READING TEXT -

- Opening Delimiter -

Published 6:00 am Wednesday, November 24, 2021
I’d like to share with you why I think Thanksgiving is the most important holiday of the year. There are plenty of other special holidays with great messages and important times of getting together and celebrations or remembering, but Thanksgiving stands apart and above. It is the only holiday that happens new every year. Christmas is not about the gifts, nor Easter the baskets. Those ways of honoring the holidays are cheap compared to the value of Jesus’ birth and his resurrection. Even July 4 falls flat as a fireworks appreciation day because it is really about something so vital in history. All of those days are tied to monumental experiences in history. Thanksgiving is different.
It is free to be re-expressed or reinvented every year. It lives in the present through whatever traditions, sharings, fellowships and food we choose to bring to the table. We can do the same thing or something completely different. It does not depend on shopping, outside of groceries, so it is less commercialized. While it has darkness in its history (exploitation of the Native American population) and we should never forget how we stand on history, Thanksgiving as a living holiday can be reinterpreted to however we want to be thankful. We can be grateful to live in a nation where we are not afraid to have tough conversations regarding the treatment of native peoples. We can in gratitude expand our table to welcome those who are different for authentic fellowship. There are ministries out there whose sole purpose is to bring different peoples together for mutual understanding and edification through eating around tables. Jesus did a good bit of ministry this way, himself. Thanksgiving alerts us to the need to expand the table of grace and hospitality every year, even to strangers, especially to those in need.
Scripturally, thankfulness is huge in the mind of the faithful. Be constantly in gratitude (Ephesians 5:20; Philippians 4:6; Colossians 3:17; 1 Thessalonians 5:18). Literally, the New Testament letters push this notion that gratefulness is a way of life. It goes to the core of who we are supposed to be in Christ as children of God. We have been given blessing upon blessing, even if we fail to recognize it. Once we open our eyes and our hearts to the goodness given to us, we can explode with gratitude. Grateful hearts are happy hearts. This is how God made us and how God intends for us to express ourselves.
Of course, Thanksgiving is hard for some, especially for those who are holding loss or bad memories around Thanksgiving. There is no getting around how holidays have emotional weight that they did not intend, but the goodness, the opportunity, the flavor, the virtue and the importance of having thankful, grateful hearts is so important to us these days that we need to observe Thanksgiving all the more. My waistline might not handle it well, but the benefits of gratitude can change this world, one table at a time. Happy Thanksgiving to you all!

- Closing Delimiter -

(Dataset entries)
- Opening Delimiter -

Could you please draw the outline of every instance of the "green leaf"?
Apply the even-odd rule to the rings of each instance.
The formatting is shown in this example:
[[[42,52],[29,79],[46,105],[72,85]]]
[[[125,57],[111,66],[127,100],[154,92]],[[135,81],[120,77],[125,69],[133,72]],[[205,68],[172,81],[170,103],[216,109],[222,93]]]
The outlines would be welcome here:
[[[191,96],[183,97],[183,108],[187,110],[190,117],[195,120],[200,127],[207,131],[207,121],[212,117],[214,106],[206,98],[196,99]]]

- Closing Delimiter -

REQUIRED WORK -
**a)** Answer each question from the Thanksgiving essay.
(i) What does the essay call the only holiday that happens new every year?
(ii) Outside of groceries, what does the essay say Thanksgiving does not depend on?
(iii) Which four passages does the essay cite for the call to be constantly in gratitude?
**b)** Retype a passage of the Thanksgiving essay, starting at the words "Published 6:00 am" and ending after the words "Thanksgiving is different.".
**c)** Sum up the Thanksgiving essay in two sentences.

WRITTEN RESPONSES -
**a)**
(i) Thanksgiving
(ii) Shopping
(iii) Ephesians 5:20, Philippians 4:6, Colossians 3:17 and 1 Thessalonians 5:18

**b)**
Published 6:00 am Wednesday, November 24, 2021
I’d like to share with you why I think Thanksgiving is the most important holiday of the year. There are plenty of other special holidays with great messages and important times of getting together and celebrations or remembering, but Thanksgiving stands apart and above. It is the only holiday that happens new every year. Christmas is not about the gifts, nor Easter the baskets. Those ways of honoring the holidays are cheap compared to the value of Jesus’ birth and his resurrection. Even July 4 falls flat as a fireworks appreciation day because it is really about something so vital in history. All of those days are tied to monumental experiences in history. Thanksgiving is different.

**c)** The essay holds that Thanksgiving is the most important holiday because, unlike days tied to monumental events in history, it can be re-expressed every year, is less commercialized, and alerts us to expand our table to welcome others, especially those in need. It roots this in the New Testament teaching that gratefulness is a way of life, and while granting that the holiday is hard for some, it says the benefits of gratitude can change the world one table at a time.